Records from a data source
** BEGIN **

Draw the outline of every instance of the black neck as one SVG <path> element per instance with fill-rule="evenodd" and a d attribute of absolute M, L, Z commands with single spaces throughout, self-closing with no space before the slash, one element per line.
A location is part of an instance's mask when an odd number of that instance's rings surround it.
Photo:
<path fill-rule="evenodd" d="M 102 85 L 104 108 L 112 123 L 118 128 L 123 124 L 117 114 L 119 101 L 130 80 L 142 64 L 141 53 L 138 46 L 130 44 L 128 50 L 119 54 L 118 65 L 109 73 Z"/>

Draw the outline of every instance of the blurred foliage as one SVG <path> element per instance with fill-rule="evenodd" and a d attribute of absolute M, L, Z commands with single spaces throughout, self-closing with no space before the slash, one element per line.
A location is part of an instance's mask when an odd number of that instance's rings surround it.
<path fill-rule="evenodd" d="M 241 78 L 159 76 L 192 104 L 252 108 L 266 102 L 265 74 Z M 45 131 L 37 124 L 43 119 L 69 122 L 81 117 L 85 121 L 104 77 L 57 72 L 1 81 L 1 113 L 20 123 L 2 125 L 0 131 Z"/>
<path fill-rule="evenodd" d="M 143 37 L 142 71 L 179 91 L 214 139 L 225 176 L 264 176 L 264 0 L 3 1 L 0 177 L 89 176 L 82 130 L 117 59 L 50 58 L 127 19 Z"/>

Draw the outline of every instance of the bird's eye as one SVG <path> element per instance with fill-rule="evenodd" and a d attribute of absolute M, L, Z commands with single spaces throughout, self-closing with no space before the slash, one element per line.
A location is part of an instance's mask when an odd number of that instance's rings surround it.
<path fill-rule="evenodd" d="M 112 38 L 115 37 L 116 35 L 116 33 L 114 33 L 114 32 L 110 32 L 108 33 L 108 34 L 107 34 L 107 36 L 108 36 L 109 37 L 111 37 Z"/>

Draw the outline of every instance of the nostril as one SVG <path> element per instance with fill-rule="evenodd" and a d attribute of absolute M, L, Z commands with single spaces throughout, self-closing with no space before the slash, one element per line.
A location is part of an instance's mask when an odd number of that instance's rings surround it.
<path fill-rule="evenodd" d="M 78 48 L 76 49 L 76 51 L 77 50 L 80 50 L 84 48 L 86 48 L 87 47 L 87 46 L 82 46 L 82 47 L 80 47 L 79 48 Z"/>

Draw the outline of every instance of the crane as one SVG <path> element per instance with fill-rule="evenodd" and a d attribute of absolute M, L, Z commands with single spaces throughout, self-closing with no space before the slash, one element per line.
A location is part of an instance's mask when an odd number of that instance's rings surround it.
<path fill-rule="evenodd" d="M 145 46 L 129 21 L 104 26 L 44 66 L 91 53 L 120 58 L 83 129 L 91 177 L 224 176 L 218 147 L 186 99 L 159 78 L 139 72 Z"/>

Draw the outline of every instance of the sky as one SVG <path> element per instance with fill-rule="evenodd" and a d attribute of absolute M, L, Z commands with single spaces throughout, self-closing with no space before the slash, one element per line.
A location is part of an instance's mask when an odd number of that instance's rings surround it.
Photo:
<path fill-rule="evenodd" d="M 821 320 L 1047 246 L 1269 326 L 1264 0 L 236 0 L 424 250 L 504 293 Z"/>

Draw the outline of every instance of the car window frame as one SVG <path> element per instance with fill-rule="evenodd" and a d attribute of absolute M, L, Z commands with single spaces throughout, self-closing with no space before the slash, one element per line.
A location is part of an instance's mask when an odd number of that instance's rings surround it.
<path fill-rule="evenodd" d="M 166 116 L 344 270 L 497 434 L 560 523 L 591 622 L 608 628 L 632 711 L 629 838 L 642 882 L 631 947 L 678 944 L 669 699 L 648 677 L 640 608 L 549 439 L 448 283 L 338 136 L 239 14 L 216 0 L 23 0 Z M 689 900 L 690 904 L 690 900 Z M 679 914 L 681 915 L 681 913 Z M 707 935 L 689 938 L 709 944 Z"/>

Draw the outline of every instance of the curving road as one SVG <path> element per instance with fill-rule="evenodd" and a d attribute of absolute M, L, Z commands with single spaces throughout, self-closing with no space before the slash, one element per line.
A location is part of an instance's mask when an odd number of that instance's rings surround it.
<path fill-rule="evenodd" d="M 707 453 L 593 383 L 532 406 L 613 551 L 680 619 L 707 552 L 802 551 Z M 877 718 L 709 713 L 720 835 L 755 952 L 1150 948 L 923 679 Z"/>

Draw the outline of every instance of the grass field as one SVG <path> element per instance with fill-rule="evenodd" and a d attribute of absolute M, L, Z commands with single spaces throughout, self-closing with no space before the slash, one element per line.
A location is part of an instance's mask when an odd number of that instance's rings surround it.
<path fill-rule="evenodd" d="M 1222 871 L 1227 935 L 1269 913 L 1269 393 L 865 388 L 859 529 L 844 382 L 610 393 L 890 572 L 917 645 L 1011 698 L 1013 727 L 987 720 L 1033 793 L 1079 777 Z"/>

** END **

◆ Aim
Express all the records above as a two-column CSV with the header instruction,response. Write one row per record, placing its text and its answer each in a single quoted field with line breaks replaced by spaces.

◆ Result for this task
instruction,response
"Draw the outline of every instance of the black neck as one SVG <path> element per instance with fill-rule=""evenodd"" and a d attribute of absolute M, L, Z commands with single spaces throughout, self-closing with no space before the slash, one element per line. A location is part of an instance's mask when an odd number of that instance's rings surround it. Photo:","<path fill-rule=""evenodd"" d=""M 102 85 L 104 108 L 112 123 L 118 128 L 123 124 L 117 114 L 119 101 L 130 80 L 142 64 L 141 53 L 138 46 L 130 44 L 128 50 L 119 54 L 118 65 L 109 73 Z""/>"
"Draw the outline of every instance of the blurred foliage as one SVG <path> element per instance with fill-rule=""evenodd"" and a d attribute of absolute M, L, Z commands with single spaces throughout, self-closing with no space before the slash, one element per line. A location is part of an instance's mask when an odd number of that instance's rings surround it.","<path fill-rule=""evenodd"" d=""M 241 78 L 159 76 L 192 104 L 252 108 L 266 102 L 265 74 Z M 45 131 L 37 124 L 43 119 L 69 122 L 81 117 L 85 121 L 104 77 L 57 72 L 1 81 L 1 113 L 20 123 L 2 125 L 0 131 Z""/> <path fill-rule=""evenodd"" d=""M 143 37 L 142 71 L 179 91 L 214 139 L 225 176 L 264 176 L 264 0 L 3 1 L 0 177 L 89 176 L 82 130 L 117 59 L 50 58 L 127 19 Z""/>"
"Draw the outline of every instance of the bird's eye as one SVG <path> element per instance with fill-rule=""evenodd"" and a d attribute of absolute M, L, Z commands with single spaces throughout, self-closing with no space before the slash, one element per line. A location is part of an instance's mask when an odd number of that instance's rings surround it.","<path fill-rule=""evenodd"" d=""M 112 38 L 115 37 L 116 35 L 116 33 L 114 33 L 114 32 L 110 32 L 108 33 L 108 34 L 107 34 L 107 36 L 108 36 L 109 37 L 111 37 Z""/>"
"Draw the outline of every instance of the nostril as one SVG <path> element per instance with fill-rule=""evenodd"" and a d attribute of absolute M, L, Z commands with single spaces throughout, self-closing with no space before the slash, one element per line. A location is part of an instance's mask when an odd number of that instance's rings surround it.","<path fill-rule=""evenodd"" d=""M 78 48 L 76 49 L 76 51 L 77 50 L 80 50 L 84 48 L 86 48 L 87 47 L 87 46 L 82 46 L 82 47 L 80 47 L 79 48 Z""/>"
"Draw the outline of every instance of the crane as one SVG <path> element per instance with fill-rule=""evenodd"" and a d attribute of absolute M, L, Z commands with single spaces throughout, self-closing with no space before the slash, one element per line. A location is part of an instance's mask when an odd number of that instance's rings surround it.","<path fill-rule=""evenodd"" d=""M 145 46 L 129 21 L 104 26 L 44 66 L 91 53 L 120 58 L 83 129 L 91 177 L 224 176 L 218 147 L 186 99 L 159 78 L 139 72 Z""/>"
"Draw the outline of every instance of the sky as one SVG <path> element per instance with fill-rule=""evenodd"" and a d attribute of absolute M, L, Z commands with single spaces throughout, self-closing with no space before the slash, one element per line. A location is part of an instance's mask when an odd number of that instance's rings surround it. Photo:","<path fill-rule=""evenodd"" d=""M 821 320 L 1047 246 L 1269 326 L 1264 0 L 236 0 L 424 250 L 504 293 Z""/>"
"Draw the outline of every instance of the car window frame as one SVG <path> element per instance with fill-rule=""evenodd"" and a d attribute of absolute M, L, Z commands with single spaces throughout, self-closing with no space before the slash, one element per line. A location is part of an instance's mask when an odd number of that instance's rings surround it.","<path fill-rule=""evenodd"" d=""M 166 116 L 344 270 L 497 434 L 560 523 L 591 622 L 608 628 L 632 711 L 629 838 L 642 882 L 631 947 L 678 944 L 669 699 L 648 677 L 640 608 L 549 439 L 448 283 L 338 136 L 239 14 L 216 0 L 23 0 Z M 689 900 L 690 904 L 690 900 Z M 679 914 L 681 915 L 681 913 Z M 707 935 L 689 938 L 709 944 Z""/>"
"Draw the outline of every instance of the curving road as one SVG <path> element per instance with fill-rule=""evenodd"" and a d attribute of absolute M, L, Z commands with single spaces throughout, self-closing with no space before the slash, one element per line. A location is part of an instance's mask when an odd number of that instance's rings surround it.","<path fill-rule=""evenodd"" d=""M 707 453 L 593 383 L 532 406 L 613 551 L 680 619 L 707 552 L 802 551 Z M 877 718 L 709 713 L 720 835 L 755 952 L 1150 948 L 923 679 Z""/>"
"Draw the outline of every instance of the grass field as one SVG <path> element per instance with fill-rule=""evenodd"" and a d attribute of absolute M, L, Z commands with single spaces throughout, self-closing with no space before the slash, one element per line. A location is part of an instance's mask when an odd number of that instance's rings surround it.","<path fill-rule=""evenodd"" d=""M 1222 871 L 1227 935 L 1269 913 L 1269 393 L 865 388 L 859 529 L 844 382 L 610 393 L 890 572 L 917 645 L 1011 698 L 1013 727 L 987 720 L 1033 793 L 1079 777 Z""/>"